*Problem details:* Reproduce every one of the following records line for line, with no changes.

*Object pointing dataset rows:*
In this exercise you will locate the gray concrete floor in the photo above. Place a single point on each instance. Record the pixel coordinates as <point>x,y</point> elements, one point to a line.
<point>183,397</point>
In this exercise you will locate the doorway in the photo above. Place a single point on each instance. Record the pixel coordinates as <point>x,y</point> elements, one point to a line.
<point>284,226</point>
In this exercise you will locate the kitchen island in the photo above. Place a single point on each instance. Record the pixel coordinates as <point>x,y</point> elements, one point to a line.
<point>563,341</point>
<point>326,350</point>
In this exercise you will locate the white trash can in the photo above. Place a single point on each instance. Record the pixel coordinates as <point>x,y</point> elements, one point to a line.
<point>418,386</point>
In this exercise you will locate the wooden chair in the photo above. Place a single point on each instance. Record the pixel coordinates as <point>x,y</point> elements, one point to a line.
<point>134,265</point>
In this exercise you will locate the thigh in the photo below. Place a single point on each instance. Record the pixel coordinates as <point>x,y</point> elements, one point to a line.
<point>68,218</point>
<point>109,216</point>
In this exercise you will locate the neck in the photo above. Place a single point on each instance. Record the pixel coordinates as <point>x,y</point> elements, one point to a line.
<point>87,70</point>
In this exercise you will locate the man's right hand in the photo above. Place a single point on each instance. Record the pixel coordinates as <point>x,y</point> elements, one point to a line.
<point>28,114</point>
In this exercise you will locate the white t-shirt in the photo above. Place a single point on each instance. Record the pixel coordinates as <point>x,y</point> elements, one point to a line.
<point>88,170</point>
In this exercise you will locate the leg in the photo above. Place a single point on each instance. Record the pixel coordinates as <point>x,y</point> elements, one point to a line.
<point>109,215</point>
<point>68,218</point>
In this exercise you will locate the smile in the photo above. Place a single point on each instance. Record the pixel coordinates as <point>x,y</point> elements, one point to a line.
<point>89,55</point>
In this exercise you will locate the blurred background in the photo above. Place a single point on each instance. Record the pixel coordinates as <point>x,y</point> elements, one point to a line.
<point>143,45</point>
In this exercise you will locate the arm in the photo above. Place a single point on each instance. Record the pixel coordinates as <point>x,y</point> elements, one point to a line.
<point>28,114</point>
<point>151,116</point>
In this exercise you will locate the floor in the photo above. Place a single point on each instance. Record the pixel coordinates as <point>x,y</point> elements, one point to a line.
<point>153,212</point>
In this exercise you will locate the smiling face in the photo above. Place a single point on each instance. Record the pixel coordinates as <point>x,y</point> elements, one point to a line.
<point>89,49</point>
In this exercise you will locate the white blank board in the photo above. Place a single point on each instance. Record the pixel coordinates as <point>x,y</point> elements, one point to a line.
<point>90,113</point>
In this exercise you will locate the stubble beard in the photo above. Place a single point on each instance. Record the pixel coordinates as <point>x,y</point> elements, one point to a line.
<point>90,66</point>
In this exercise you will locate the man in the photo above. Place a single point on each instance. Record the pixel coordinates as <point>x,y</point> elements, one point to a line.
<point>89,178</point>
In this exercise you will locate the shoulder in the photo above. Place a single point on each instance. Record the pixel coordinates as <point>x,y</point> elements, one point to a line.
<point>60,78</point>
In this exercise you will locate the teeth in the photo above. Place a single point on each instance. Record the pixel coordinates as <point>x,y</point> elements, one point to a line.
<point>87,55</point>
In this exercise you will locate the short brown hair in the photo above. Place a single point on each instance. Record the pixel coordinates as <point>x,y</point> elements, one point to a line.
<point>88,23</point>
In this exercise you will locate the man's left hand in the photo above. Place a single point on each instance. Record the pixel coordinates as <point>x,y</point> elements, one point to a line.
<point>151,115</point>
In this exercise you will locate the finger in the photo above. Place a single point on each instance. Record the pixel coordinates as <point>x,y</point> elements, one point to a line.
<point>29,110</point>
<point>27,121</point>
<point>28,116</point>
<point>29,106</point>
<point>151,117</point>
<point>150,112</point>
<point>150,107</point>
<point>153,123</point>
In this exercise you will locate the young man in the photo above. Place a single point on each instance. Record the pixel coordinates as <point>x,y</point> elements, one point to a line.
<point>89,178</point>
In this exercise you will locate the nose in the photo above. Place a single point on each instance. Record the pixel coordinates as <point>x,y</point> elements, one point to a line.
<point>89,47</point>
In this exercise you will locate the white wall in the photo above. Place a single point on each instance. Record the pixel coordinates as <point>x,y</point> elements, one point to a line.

*Full solution:*
In this exercise you will locate the gray concrete floor in the photo above. Place a single point on each instance. Record the pixel coordinates as <point>x,y</point> elements, one point to a line.
<point>183,397</point>
In this exercise you will locate the doorway in the photo above. Place a single point on each instance. Record the pixel coordinates as <point>x,y</point> elements, one point to a line.
<point>284,226</point>
In this exercise you will locate the kitchen island in the photo above. Place a single point on each instance. Record the pixel coordinates as <point>x,y</point> elements, one point to a line.
<point>563,341</point>
<point>326,350</point>
In this exercise you will locate the white trash can in the photo above. Place a single point on each instance. Record the pixel coordinates as <point>x,y</point> elements, one point to a line.
<point>418,386</point>
In this exercise you will locate the wooden chair in the photo above. Place a single point on each instance. Record the pixel coordinates as <point>x,y</point> elements, one point to a line.
<point>134,265</point>
In this exercise you will locate the thigh in the photo below. Place a single point on each instance. Record the pixel coordinates as <point>x,y</point> elements, one point to a line.
<point>68,218</point>
<point>109,216</point>
In this exercise you will locate the neck in the photo above. Place a single point on each instance. Record the pixel coordinates as <point>x,y</point> elements, one point to a line.
<point>87,70</point>
In this exercise you will locate the man's right hand in the photo above. Place a single point on each instance. Record the pixel coordinates as <point>x,y</point> elements, one point to a line.
<point>28,114</point>
In this exercise you will locate the white t-shirt in the photo above. Place a single point on each instance. Record the pixel coordinates as <point>x,y</point> elements, one point to a line.
<point>88,170</point>
In this exercise you will locate the leg in the photo above. Place a single point on each instance. Record the pixel coordinates as <point>x,y</point> elements, one point to a line.
<point>109,215</point>
<point>68,218</point>
In this exercise you will locate the smile in the photo above. Place a single point on each instance. Record the pixel coordinates as <point>x,y</point> elements, one point to a line.
<point>89,55</point>
In this exercise you will locate the blurred background in the photo above. Place a single point on each instance. Record the pixel coordinates as <point>x,y</point> elements, one point to a line.
<point>143,45</point>
In this exercise you will locate the arm in the photo above. Place a single point on each instance. Record the pixel coordinates as <point>x,y</point> elements, one point to a line.
<point>28,114</point>
<point>151,116</point>
In this exercise you will locate the floor in the photo above. Place a single point on each instance. Record the pixel coordinates as <point>x,y</point> elements, one point to a line.
<point>153,212</point>
In this exercise you will locate the smiling face in the photo above. Place a single point on each instance. Record the pixel coordinates as <point>x,y</point> elements, one point to a line.
<point>89,49</point>
In this exercise you will locate the white blank board in the photo above. Place a single point on each instance. Record the pixel coordinates as <point>x,y</point> elements, one point to a line.
<point>90,113</point>
In this exercise you will locate the stubble beard in the photo above. Place a single point on each instance. Record the pixel coordinates as <point>x,y</point> elements, one point to a line.
<point>90,66</point>
In this exercise you will locate the man in the photo above. Place a single point on each instance. Record the pixel coordinates as <point>x,y</point> elements, one point to a line.
<point>89,178</point>
In this exercise you will locate the shoulder in the photo above. Place a single point on each instance. Record the pixel coordinates as <point>x,y</point> elements, one point to a line.
<point>60,78</point>
In this exercise you will locate the teeth in the photo above. Place a single point on each instance. Record the pixel coordinates as <point>x,y</point> elements, one point to a line.
<point>87,55</point>
In this exercise you will locate the short brown hair in the photo above. Place a single point on each instance. Record the pixel coordinates as <point>x,y</point> elements, one point to a line.
<point>88,23</point>
In this exercise you will locate the man's left hand in the photo above. Place a single point on each instance. Record the pixel coordinates as <point>x,y</point> elements, one point to a line.
<point>151,115</point>
In this exercise you will locate the finger in the photo above. Place a single point on each instance. Record the pixel coordinates as <point>x,y</point> elements, one point to a line.
<point>29,110</point>
<point>27,121</point>
<point>28,116</point>
<point>29,106</point>
<point>151,117</point>
<point>150,112</point>
<point>150,107</point>
<point>153,123</point>
In this exercise you will locate the young man in the photo above. Place a single point on each instance. Record the pixel coordinates as <point>x,y</point> elements, one point to a line.
<point>89,178</point>
In this exercise you will locate the nose in the photo above. Place a single point on each instance. Record the pixel coordinates as <point>x,y</point> elements, one point to a line.
<point>89,47</point>
In this exercise you will locate the white wall in the photo above. Place a single point on each instance. Record the pixel coordinates as <point>x,y</point> elements, one point to a line.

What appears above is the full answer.